OBJECTIVE 1:
Answer each question from the pricing section below.
(a) If Customer makes no election of the type of "Sale" for a Product purchase, what kind of sale is the purchase deemed to be?
(b) Which published prices are excluded from Supplier's covenant that prices will be the same for all customers?
(c) What is the consequence if Customer fails to respond to the Negotiated Sale Notice within the time specified?
OBJECTIVE 2: Write out the part of the pricing section that opens with the words containing "Supplier covenants with" and closes with "may include incentives.".
OBJECTIVE 3: Summarize the pricing section in three sentences.

TEXT PASSAGE:
2. Price. Product purchased by Customer under this Agreement, except to the extent purchased under Section 1(c) or Section 1(d) of this Agreement, shall be purchased either as (i) a Cash Sale, (ii) an Index Sale, (iii) a Forward Pricing Sale or (iv) a Negotiated Sale (each of which "Sales" is hereinafter defined). Customer shall notify Supplier with each order for Product whether it will purchase Product as a Cash Sale, an Index Sale, a Forward Pricing Sale or a Negotiated Sale and the Delivery Terms (as hereinafter defined) subject, at all times, to the Take Pattern. In the absence of an election by Customer of the type of "Sale" applicable to a specific Product purchase, such purchase shall be deemed to be a Cash Sale. In the absence of an election by Customer of the Delivery Terms applicable to a specific Product purchase as set forth in Section 8 of this Agreement, such purchase shall be deemed to be on an FOB (Customer pays freight) basis.
Supplier covenants with Customer (which covenant is intended to be for the sole benefit of Customer) that the price published by Supplier (excluding prices published for turf sales and nonagricultural sales) at any specific time during the term of this Agreement for Cash Sales, Index Sales and Forward Pricing Sales shall be the same for all customers. The price published by Supplier for any Product may be changed from time to time by Supplier. The foregoing covenant shall not be deemed violated by spot sales or negotiated sales which sales, at times, may include incentives.
Supplier further covenants with Customer that, in the event Supplier has entered into an agreement for a negotiated sale of Product (i) at a price (before applicable incentives) which is less than the price published by Supplier for such Product by at least ***** per short ton under any "Sale" type available at the time of the negotiated sale and having the same mode of transport, the same source of supply as is available to Customer according to the Take Pattern and the same market of delivery and (ii) which is for a volume of ***** or more short tons, Supplier shall notify Customer (the "Negotiated Sale Notice") of the price, volume and other terms and conditions of such sale and the date and time by which Customer must respond to such Negotiated Sale Notice. Customer shall have until the time and date set forth in the Negotiated Sale Notice to agree to purchase the specified volume of Product from Supplier on the terms and conditions set forth in the Negotiated Sale Notice. If Customer fails to respond to the Negotiated Sale Notice within the time specified, or if Customer declines to purchase the specified volume of Product from Supplier on the terms and conditions set forth in the Negotiated Sale Notice, Customer shall be deemed to have waived its right to purchase the specified volume of Product at the price, in the manner and on the terms set forth in the Negotiated Sale Notice.

MATERIAL PROVIDED:
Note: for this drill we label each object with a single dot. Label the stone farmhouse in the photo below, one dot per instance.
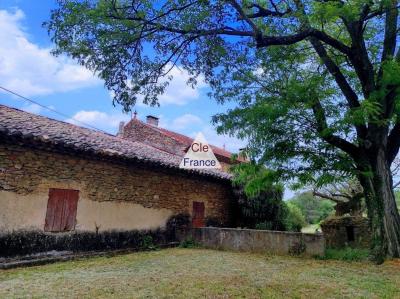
(59, 177)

COMPLETE RESPONSE 1:
(a) It is deemed to be a Cash Sale.
(b) Prices published for turf sales and nonagricultural sales.
(c) Customer is deemed to have waived its right to purchase the specified volume of Product at the price, in the manner and on the terms set forth in the Negotiated Sale Notice.

COMPLETE RESPONSE 2:
Supplier covenants with Customer (which covenant is intended to be for the sole benefit of Customer) that the price published by Supplier (excluding prices published for turf sales and nonagricultural sales) at any specific time during the term of this Agreement for Cash Sales, Index Sales and Forward Pricing Sales shall be the same for all customers. The price published by Supplier for any Product may be changed from time to time by Supplier. The foregoing covenant shall not be deemed violated by spot sales or negotiated sales which sales, at times, may include incentives.

COMPLETE RESPONSE 3: Except for purchases under Section 1(c) or Section 1(d), Customer buys Product as a Cash Sale, Index Sale, Forward Pricing Sale or Negotiated Sale, stating the type and the Delivery Terms with each order. Without an election, a purchase is deemed a Cash Sale on an FOB (Customer pays freight) basis. Supplier covenants that its published price for Cash, Index and Forward Pricing Sales is the same for all customers at any given time, and must give Customer a Negotiated Sale Notice of certain lower-priced negotiated sales, which Customer waives if it does not accept by the stated deadline.